Records shown:
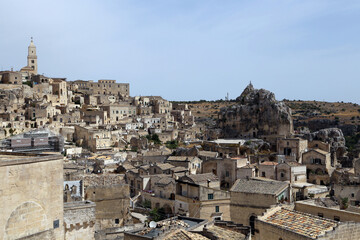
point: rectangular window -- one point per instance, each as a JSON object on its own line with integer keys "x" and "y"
{"x": 56, "y": 224}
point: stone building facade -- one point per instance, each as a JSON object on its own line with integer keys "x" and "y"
{"x": 79, "y": 220}
{"x": 31, "y": 193}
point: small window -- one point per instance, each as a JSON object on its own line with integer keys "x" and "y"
{"x": 56, "y": 224}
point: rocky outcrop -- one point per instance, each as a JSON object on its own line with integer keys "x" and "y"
{"x": 256, "y": 114}
{"x": 333, "y": 136}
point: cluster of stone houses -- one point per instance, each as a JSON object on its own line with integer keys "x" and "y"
{"x": 119, "y": 171}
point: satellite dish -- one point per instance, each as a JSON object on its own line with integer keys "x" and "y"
{"x": 153, "y": 224}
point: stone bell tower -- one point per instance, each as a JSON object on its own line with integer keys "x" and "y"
{"x": 32, "y": 58}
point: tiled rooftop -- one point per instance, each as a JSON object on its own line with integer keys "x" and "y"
{"x": 259, "y": 186}
{"x": 268, "y": 163}
{"x": 181, "y": 234}
{"x": 225, "y": 234}
{"x": 300, "y": 223}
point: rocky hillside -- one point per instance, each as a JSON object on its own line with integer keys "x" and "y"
{"x": 255, "y": 113}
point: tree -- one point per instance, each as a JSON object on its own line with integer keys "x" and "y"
{"x": 172, "y": 144}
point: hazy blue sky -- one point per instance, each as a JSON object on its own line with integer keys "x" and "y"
{"x": 191, "y": 50}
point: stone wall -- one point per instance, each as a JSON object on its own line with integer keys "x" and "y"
{"x": 112, "y": 204}
{"x": 79, "y": 220}
{"x": 31, "y": 193}
{"x": 329, "y": 213}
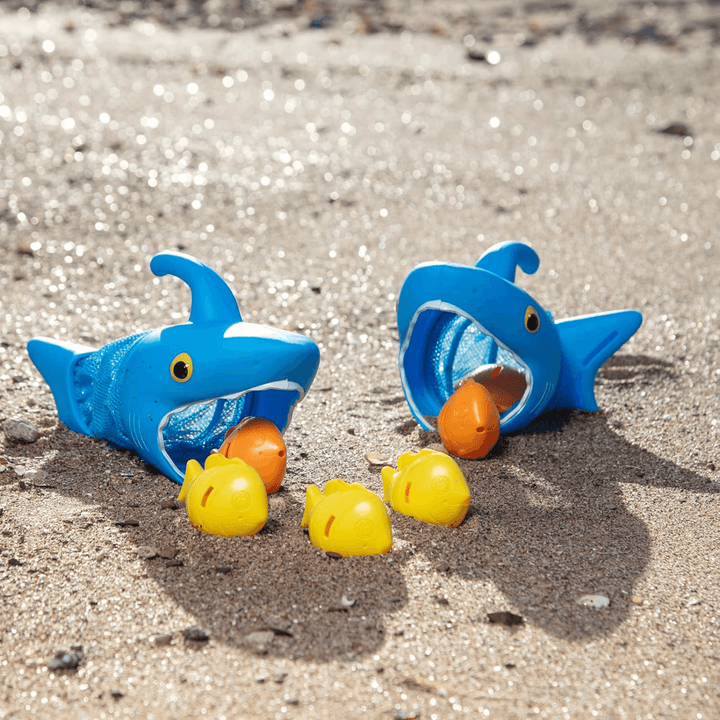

Problem description: Reproduce all the entries with "satellite dish" changed to "satellite antenna" and every other line kept as is. Omit the pictures from the output.

The reply:
point: rectangular window -- one point per instance, each as a JSON object on its own line with integer keys "x" and "y"
{"x": 56, "y": 224}
point: stone building facade -- one point per instance, each as a JSON object on its own line with integer keys "x" and "y"
{"x": 79, "y": 220}
{"x": 31, "y": 193}
point: small window -- one point per instance, each as a JSON object on its own line with integer keys "x" and "y"
{"x": 56, "y": 224}
point: rocky outcrop -- one point per instance, each as a JSON object on its own line with integer keys "x" and "y"
{"x": 256, "y": 114}
{"x": 333, "y": 136}
point: cluster of stone houses -- one point per instance, each as a JSON object on its own line with integer keys "x" and "y"
{"x": 119, "y": 171}
point: satellite antenna -- one point per instance, each as a JSON object on its own line with integer keys "x" and "y"
{"x": 153, "y": 224}
point: stone bell tower -- one point per instance, each as a JSON object on its own line with integer keys "x" and "y"
{"x": 32, "y": 58}
point: tiled rooftop -- one point per instance, each as a JSON object on its own line with integer keys "x" and "y"
{"x": 259, "y": 186}
{"x": 268, "y": 163}
{"x": 181, "y": 234}
{"x": 225, "y": 234}
{"x": 300, "y": 223}
point: rocky hillside -- one point per instance, each as a JSON object on its own line with integer keys "x" and "y"
{"x": 255, "y": 113}
point: tree -- one point per instance, each as a JSON object on its own line with integer keys "x" and "y"
{"x": 172, "y": 144}
point: hazy blue sky -- one point per instance, each as a JSON object on its own line with integer keys "x" and "y"
{"x": 191, "y": 50}
point: stone wall -- one point per instance, each as a JSON object on its own line with integer keys "x" and "y"
{"x": 112, "y": 204}
{"x": 79, "y": 220}
{"x": 31, "y": 193}
{"x": 329, "y": 213}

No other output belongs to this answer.